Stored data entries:
____

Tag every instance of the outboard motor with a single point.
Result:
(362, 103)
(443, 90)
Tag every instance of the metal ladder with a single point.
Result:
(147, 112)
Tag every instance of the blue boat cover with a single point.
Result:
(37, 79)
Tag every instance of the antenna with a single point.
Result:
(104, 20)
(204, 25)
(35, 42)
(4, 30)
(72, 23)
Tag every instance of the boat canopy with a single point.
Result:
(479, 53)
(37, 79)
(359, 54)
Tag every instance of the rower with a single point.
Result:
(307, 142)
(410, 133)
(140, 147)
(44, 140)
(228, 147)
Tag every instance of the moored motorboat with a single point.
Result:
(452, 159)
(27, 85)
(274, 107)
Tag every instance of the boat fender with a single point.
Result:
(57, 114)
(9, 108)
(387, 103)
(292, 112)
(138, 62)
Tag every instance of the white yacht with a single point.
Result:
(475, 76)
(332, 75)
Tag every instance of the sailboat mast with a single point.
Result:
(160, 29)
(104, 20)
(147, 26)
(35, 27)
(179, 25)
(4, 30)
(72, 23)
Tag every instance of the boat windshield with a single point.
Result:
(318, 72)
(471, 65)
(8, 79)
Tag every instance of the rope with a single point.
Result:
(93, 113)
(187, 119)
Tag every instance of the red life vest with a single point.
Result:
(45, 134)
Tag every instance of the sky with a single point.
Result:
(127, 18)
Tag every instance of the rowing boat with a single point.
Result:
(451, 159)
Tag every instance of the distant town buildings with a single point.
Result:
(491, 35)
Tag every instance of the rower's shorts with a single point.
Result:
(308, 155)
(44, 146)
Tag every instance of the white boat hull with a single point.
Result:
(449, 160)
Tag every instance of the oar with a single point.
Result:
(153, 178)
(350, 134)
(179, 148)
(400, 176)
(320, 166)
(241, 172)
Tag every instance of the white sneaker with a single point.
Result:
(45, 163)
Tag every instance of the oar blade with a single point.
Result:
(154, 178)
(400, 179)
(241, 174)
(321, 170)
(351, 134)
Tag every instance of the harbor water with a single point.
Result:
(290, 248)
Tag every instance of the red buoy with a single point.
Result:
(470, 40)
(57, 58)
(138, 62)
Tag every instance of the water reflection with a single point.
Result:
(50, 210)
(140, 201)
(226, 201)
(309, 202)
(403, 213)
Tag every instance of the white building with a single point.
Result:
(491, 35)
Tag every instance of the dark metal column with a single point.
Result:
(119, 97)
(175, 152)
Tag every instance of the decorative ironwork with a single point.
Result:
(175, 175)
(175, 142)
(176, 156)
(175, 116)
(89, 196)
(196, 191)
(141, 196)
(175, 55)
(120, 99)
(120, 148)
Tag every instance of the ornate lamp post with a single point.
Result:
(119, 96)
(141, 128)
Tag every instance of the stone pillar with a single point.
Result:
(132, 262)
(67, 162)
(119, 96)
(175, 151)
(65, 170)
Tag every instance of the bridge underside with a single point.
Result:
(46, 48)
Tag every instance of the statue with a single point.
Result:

____

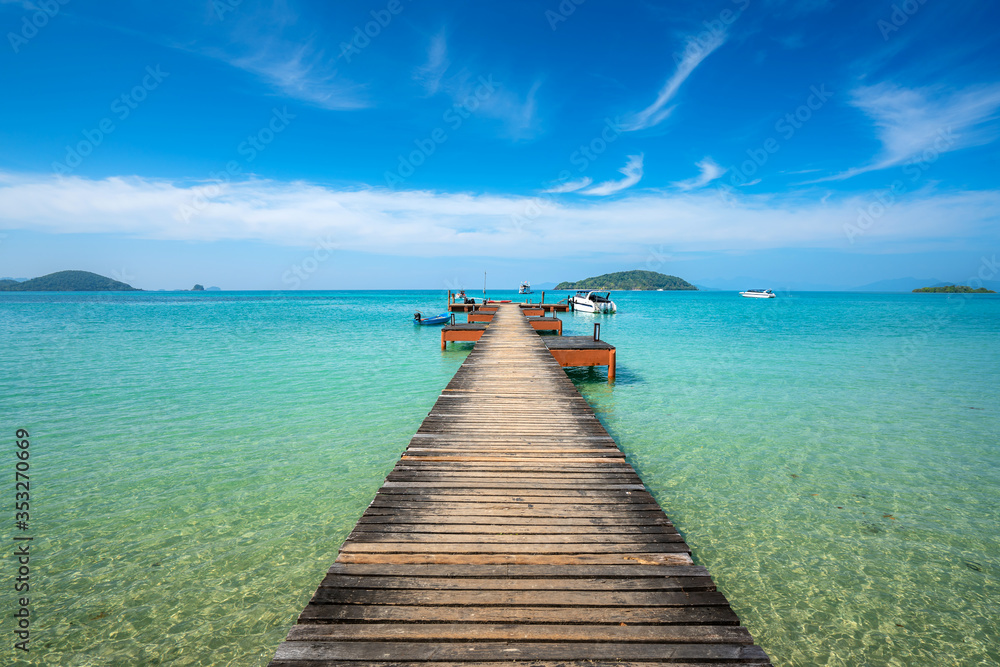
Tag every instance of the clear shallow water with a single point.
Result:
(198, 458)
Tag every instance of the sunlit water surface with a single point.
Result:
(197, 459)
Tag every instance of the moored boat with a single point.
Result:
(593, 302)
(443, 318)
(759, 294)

____

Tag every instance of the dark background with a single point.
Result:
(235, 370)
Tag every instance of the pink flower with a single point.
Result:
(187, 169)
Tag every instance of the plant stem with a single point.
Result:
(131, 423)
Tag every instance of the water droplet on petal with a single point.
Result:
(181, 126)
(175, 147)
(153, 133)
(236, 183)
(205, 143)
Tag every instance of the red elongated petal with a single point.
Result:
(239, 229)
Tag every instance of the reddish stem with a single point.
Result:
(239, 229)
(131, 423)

____

What the task asks:
Search the records for the string "dark" and, wherever a line contains it, please copy that line.

Response to the task:
Tag every instance of the dark metal column with a single point.
Tag every instance of the dark background with a single point.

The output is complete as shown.